§ EXERCISE DETAILS: Reproduce every item below line for line, leaving out the pictures.

§ DATA SHOWN:
▬▬▬▬▬▬▬▬▬▬
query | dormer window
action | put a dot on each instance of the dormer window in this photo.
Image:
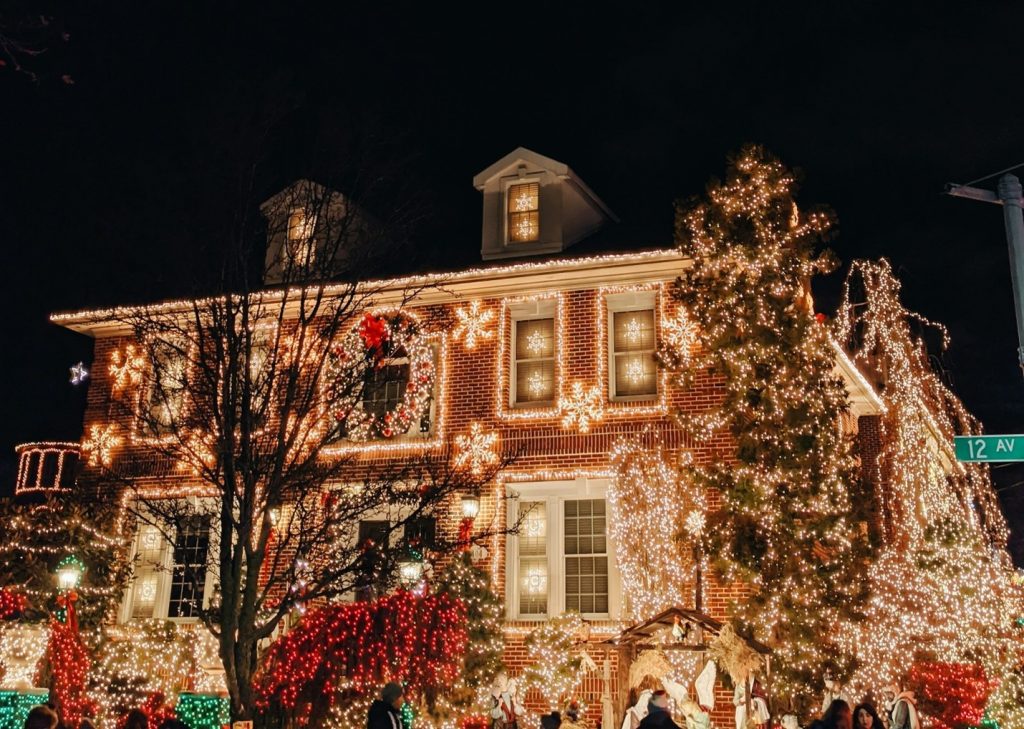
(300, 237)
(524, 212)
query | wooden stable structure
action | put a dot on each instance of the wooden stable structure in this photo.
(697, 629)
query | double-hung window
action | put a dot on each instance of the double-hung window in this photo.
(561, 557)
(534, 354)
(523, 206)
(172, 577)
(632, 342)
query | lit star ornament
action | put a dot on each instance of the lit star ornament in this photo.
(79, 374)
(472, 325)
(582, 408)
(100, 443)
(476, 451)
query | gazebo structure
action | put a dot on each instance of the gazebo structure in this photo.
(691, 630)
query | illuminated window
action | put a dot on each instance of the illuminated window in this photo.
(167, 389)
(192, 549)
(560, 559)
(300, 238)
(171, 580)
(534, 559)
(523, 212)
(534, 361)
(634, 369)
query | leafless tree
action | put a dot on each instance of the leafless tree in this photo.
(255, 399)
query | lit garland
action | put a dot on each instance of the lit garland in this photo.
(126, 369)
(946, 537)
(476, 451)
(582, 408)
(473, 325)
(650, 507)
(784, 526)
(100, 443)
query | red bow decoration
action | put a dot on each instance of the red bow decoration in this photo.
(373, 332)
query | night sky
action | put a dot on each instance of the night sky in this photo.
(116, 187)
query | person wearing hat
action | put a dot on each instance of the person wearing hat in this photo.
(384, 711)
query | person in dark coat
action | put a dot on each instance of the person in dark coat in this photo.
(657, 713)
(384, 711)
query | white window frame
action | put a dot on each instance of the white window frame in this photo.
(619, 303)
(507, 184)
(164, 577)
(555, 494)
(525, 311)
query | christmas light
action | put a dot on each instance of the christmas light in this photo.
(476, 451)
(582, 408)
(100, 443)
(473, 325)
(79, 374)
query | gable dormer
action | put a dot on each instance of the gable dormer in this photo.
(535, 205)
(312, 232)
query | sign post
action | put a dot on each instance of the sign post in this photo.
(989, 448)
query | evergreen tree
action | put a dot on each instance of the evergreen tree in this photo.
(784, 525)
(484, 653)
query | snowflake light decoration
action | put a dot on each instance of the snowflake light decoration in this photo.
(472, 325)
(680, 335)
(100, 443)
(126, 369)
(582, 408)
(476, 451)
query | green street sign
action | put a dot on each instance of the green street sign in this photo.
(989, 448)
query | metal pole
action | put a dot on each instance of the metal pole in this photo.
(1009, 190)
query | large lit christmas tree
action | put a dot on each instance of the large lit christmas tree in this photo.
(943, 589)
(784, 525)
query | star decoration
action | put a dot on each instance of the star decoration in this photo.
(473, 325)
(476, 451)
(79, 374)
(582, 408)
(100, 443)
(126, 369)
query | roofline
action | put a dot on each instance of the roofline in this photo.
(563, 274)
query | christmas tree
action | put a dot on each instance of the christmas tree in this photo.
(784, 525)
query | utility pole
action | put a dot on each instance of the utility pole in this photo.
(1009, 196)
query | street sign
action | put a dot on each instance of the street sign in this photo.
(989, 448)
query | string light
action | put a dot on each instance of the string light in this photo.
(100, 443)
(476, 451)
(473, 324)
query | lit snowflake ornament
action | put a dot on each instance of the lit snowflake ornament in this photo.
(476, 451)
(472, 325)
(582, 408)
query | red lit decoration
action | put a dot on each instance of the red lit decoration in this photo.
(419, 641)
(952, 694)
(70, 663)
(12, 604)
(374, 332)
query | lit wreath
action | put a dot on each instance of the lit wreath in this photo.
(376, 342)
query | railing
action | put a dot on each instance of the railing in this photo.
(45, 466)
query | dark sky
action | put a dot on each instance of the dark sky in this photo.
(111, 187)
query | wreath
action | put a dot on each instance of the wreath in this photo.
(377, 342)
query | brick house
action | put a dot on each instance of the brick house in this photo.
(558, 320)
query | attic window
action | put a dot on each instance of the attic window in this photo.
(300, 236)
(524, 215)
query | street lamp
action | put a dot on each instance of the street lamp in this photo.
(69, 572)
(470, 506)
▬▬▬▬▬▬▬▬▬▬
§ EXERCISE OUTPUT:
query | dormer window
action | put a dot on each instance of the dormer window in this photo.
Image:
(300, 237)
(524, 212)
query | wooden stable structure
action | put a dot on each instance of the wooden stable structure in this photo.
(697, 629)
query | double-hung window
action | put a dot on each instance of the double-hung window in this photo.
(561, 557)
(534, 354)
(523, 206)
(172, 577)
(632, 342)
query | lit star ornament
action | put a dot on each instance of the lit star ornament in this photo.
(79, 374)
(472, 325)
(582, 408)
(100, 443)
(476, 451)
query | gazebo structure
action | put a dot on each instance of the gazebo structure in this photo.
(691, 630)
query | illuminated window
action | put a dot on each instance of the illuminated window in this photo.
(167, 389)
(192, 549)
(560, 559)
(300, 238)
(171, 580)
(534, 559)
(523, 212)
(534, 361)
(634, 369)
query | leafless tree
action | put a dot on each instance of the leafless tree in this photo.
(255, 399)
query | lit garland
action | put a dot on each instance of the lit garland in this photo.
(126, 369)
(946, 537)
(476, 451)
(582, 408)
(473, 325)
(650, 507)
(784, 526)
(100, 443)
query | red bow decoration
action | put a dot on each instance of the red bow decoration in this photo.
(373, 332)
query | night sky
action | put a dot on each instance of the night sky in this photo.
(116, 187)
query | person wearing hat
action | put a dot on each instance of the person wearing hat in this photo.
(384, 711)
query | person in dark coat
action | put a dot on each instance of the person in dark coat in this photo.
(657, 713)
(384, 711)
query | white window frame
action | put a dot on each instance of the white window frame in this photo.
(619, 303)
(507, 184)
(164, 577)
(555, 494)
(525, 311)
query | christmas light
action | put a dot on each instance of the christmas light in this photo.
(476, 451)
(582, 408)
(100, 443)
(473, 325)
(79, 374)
query | gable dormer
action | put a dot on each instance of the gable dormer in this photo.
(535, 205)
(312, 232)
query | sign post
action | put a dot on each instance of the sign post in this photo.
(989, 448)
query | evergreen tree
action | put a dot on each instance of the evergreen tree in this photo.
(784, 525)
(484, 653)
query | snowflake light decoration
action | put a dot on each instance of the snowflake light decoration in this photo.
(472, 325)
(680, 335)
(100, 443)
(126, 369)
(582, 408)
(476, 451)
query | green street sign
action | put a dot on each instance of the green street sign in this photo.
(989, 448)
query | metal pole
action | put a dot on each instance of the metal pole in this photo.
(1009, 190)
query | large lit christmas tree
action | put a dot on each instance of the large lit christmas tree in this photo.
(943, 589)
(784, 525)
query | star decoration
action | put a dot on each instance of the star decoration in this photo.
(473, 325)
(476, 451)
(79, 374)
(582, 408)
(100, 443)
(126, 369)
query | roofline
action | put a dot on each instance of the roofline in this photo.
(563, 274)
query | christmas tree
action | put a dot on each instance of the christmas tree in this photo.
(784, 525)
query | utility pole
action | put a dot on each instance of the utility pole in this photo.
(1009, 196)
query | street sign
action | put a dot on each instance of the street sign in this photo.
(989, 448)
query | string light
action | put a dot on each instance of the string light in this photo.
(100, 443)
(476, 451)
(473, 324)
query | lit snowflake ornament
action | put a dot on each instance of the lit snowflake ornament in this photo.
(476, 451)
(472, 325)
(582, 408)
query | red lit decoration
action | put a dot on each instance of the red lit decoration in this photo.
(419, 641)
(952, 694)
(70, 663)
(12, 604)
(374, 332)
query | lit wreath
action | put a dot on each instance of the lit wreath in this photo.
(376, 342)
query | railing
action | put a dot on each instance of the railing in this photo.
(45, 466)
query | dark sky
action | put a dot on each instance of the dark sky in this photo.
(111, 187)
query | wreath
action | put a dot on each instance of the wreath in this photo.
(377, 342)
query | brick house
action | put a dot on each instance of the brick house in this photo.
(558, 320)
query | attic window
action | put a dot on each instance of the attic window in this photo.
(300, 236)
(524, 215)
query | street lamp
action | put a dot on each instance of the street lamp in this photo.
(69, 572)
(470, 506)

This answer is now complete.